## Provided records
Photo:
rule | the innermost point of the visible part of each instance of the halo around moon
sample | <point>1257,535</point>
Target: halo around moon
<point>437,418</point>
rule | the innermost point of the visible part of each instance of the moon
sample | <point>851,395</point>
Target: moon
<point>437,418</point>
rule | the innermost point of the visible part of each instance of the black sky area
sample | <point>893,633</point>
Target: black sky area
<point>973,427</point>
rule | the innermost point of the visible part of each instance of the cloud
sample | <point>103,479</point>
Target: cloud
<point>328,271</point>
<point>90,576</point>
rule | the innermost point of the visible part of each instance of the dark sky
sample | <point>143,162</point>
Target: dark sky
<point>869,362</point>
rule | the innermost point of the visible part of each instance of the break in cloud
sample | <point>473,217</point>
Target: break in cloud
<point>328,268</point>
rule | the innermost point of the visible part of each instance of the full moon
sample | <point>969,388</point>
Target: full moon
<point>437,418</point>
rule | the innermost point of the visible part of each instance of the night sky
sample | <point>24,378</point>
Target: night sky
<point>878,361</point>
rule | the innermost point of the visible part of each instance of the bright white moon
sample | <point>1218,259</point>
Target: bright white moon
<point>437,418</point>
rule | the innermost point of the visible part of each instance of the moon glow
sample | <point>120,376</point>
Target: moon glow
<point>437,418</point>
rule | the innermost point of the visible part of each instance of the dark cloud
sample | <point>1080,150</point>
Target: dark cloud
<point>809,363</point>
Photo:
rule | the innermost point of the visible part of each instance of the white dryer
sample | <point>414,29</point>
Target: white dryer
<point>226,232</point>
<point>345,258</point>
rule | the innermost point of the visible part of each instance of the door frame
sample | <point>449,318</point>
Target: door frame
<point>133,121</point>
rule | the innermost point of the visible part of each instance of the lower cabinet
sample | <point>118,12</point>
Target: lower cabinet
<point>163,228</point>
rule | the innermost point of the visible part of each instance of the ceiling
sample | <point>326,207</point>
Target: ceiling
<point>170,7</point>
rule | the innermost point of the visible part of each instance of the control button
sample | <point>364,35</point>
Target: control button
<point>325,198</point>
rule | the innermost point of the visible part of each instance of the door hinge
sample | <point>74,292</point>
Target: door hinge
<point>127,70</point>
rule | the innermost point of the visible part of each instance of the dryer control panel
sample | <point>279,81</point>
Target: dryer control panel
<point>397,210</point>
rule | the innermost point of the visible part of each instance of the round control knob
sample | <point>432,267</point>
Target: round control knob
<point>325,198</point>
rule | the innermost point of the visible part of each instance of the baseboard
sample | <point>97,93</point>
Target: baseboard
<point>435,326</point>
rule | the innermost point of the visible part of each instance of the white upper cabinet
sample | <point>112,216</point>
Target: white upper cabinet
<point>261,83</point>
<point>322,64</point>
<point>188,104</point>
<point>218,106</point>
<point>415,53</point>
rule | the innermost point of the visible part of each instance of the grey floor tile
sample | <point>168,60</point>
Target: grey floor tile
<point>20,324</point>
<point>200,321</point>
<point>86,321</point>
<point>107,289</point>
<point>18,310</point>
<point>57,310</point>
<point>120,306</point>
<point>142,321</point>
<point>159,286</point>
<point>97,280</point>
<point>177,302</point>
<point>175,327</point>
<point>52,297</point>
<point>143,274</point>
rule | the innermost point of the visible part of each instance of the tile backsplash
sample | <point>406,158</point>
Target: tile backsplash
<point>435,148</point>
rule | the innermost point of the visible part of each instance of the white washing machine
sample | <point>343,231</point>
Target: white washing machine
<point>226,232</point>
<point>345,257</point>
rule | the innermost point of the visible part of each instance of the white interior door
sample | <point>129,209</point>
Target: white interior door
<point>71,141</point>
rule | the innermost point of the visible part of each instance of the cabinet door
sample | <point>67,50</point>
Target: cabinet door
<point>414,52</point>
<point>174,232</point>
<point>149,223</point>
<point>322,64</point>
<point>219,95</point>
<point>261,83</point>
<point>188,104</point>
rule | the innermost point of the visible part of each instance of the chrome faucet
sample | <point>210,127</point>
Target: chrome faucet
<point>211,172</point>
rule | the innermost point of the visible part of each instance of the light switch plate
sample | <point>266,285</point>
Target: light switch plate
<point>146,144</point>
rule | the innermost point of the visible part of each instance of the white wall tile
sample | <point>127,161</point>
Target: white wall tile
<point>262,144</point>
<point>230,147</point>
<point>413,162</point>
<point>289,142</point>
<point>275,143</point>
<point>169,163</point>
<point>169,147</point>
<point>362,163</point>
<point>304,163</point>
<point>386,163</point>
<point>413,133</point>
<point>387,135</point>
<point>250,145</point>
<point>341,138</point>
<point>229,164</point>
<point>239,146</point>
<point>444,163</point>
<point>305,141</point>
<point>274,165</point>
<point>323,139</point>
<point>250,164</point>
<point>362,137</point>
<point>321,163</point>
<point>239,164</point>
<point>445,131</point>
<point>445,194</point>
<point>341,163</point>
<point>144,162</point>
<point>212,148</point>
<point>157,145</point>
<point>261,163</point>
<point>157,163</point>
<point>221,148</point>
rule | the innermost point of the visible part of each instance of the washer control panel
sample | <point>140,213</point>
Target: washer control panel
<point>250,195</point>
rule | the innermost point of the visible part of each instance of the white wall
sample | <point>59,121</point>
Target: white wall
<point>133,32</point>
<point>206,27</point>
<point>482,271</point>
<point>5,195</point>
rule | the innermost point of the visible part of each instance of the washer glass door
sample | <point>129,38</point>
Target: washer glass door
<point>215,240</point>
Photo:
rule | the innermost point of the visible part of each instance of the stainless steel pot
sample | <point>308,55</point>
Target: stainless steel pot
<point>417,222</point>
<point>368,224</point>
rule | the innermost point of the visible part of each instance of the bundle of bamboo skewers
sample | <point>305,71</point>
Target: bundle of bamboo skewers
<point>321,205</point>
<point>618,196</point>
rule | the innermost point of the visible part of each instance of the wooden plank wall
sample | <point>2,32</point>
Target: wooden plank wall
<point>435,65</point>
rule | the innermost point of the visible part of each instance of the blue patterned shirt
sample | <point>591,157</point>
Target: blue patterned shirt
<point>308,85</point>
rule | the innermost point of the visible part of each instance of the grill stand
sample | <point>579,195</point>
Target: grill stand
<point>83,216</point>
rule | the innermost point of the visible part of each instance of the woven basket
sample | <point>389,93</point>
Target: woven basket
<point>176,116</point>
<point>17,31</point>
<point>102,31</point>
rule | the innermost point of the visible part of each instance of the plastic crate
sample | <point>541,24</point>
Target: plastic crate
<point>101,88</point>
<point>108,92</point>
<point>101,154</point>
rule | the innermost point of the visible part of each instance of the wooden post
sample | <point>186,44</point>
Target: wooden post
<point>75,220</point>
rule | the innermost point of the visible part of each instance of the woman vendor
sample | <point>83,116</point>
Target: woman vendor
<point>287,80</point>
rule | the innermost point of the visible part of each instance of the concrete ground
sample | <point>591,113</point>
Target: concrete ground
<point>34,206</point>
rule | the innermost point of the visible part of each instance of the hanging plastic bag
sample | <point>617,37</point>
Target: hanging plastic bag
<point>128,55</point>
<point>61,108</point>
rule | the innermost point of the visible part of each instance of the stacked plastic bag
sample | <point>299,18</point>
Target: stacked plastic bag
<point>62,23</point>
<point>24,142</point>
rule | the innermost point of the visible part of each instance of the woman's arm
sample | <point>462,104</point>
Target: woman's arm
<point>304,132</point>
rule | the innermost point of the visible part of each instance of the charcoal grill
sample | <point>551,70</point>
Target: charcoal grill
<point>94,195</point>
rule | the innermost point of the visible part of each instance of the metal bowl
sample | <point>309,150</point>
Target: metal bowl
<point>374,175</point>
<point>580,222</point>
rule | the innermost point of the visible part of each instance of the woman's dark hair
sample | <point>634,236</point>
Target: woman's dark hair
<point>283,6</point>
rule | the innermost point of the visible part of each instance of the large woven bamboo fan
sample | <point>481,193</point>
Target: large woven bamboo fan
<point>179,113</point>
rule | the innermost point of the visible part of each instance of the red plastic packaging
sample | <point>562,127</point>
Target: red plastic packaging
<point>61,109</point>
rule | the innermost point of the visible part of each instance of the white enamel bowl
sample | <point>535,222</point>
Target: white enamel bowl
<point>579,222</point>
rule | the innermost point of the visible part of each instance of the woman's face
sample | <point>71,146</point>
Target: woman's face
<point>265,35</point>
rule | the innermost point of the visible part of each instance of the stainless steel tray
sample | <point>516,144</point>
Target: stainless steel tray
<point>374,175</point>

## What the task asks
Start with the line above that contains "Target: washer glass door" and end with the line that contains "sample | <point>591,113</point>". Write out those lines exactly, and only those.

## Exercise response
Target: washer glass door
<point>215,240</point>
Photo:
rule | the innermost point of the visible part of each instance of the stainless steel pot
sample | <point>308,55</point>
Target: stainless steel pot
<point>417,222</point>
<point>368,224</point>
rule | the innermost point of the visible part of each instance of the bundle of bamboo skewers
sample | <point>305,71</point>
Target: bundle of bamboo skewers
<point>321,205</point>
<point>618,196</point>
rule | the innermost point of the visible part of each instance of the wooden plank wall
sample | <point>2,32</point>
Target: wooden plank wall
<point>435,65</point>
rule | the innermost point of the visible part of each instance of the blue patterned shirt
sample | <point>591,157</point>
Target: blue patterned shirt
<point>308,85</point>
rule | the innermost point of the visible part of each instance of the grill stand
sample | <point>579,195</point>
Target: grill stand
<point>83,216</point>
rule | the innermost point of the visible part of each instance of the woven basket
sample | <point>389,93</point>
Target: woven basket
<point>176,116</point>
<point>17,31</point>
<point>102,31</point>
rule | the innermost point of the visible part of each instance of the plastic crate
sample | <point>541,24</point>
Target: plastic crate
<point>101,88</point>
<point>108,92</point>
<point>101,154</point>
rule | the innermost point of the visible part of each instance of the wooden post
sample | <point>186,44</point>
Target: wooden post
<point>75,220</point>
rule | the innermost point of the visible part of each instance of the woman vendor
sample | <point>83,116</point>
Target: woman vendor
<point>287,80</point>
rule | the innermost point of the visible part of each instance of the concrete ground
sample | <point>591,113</point>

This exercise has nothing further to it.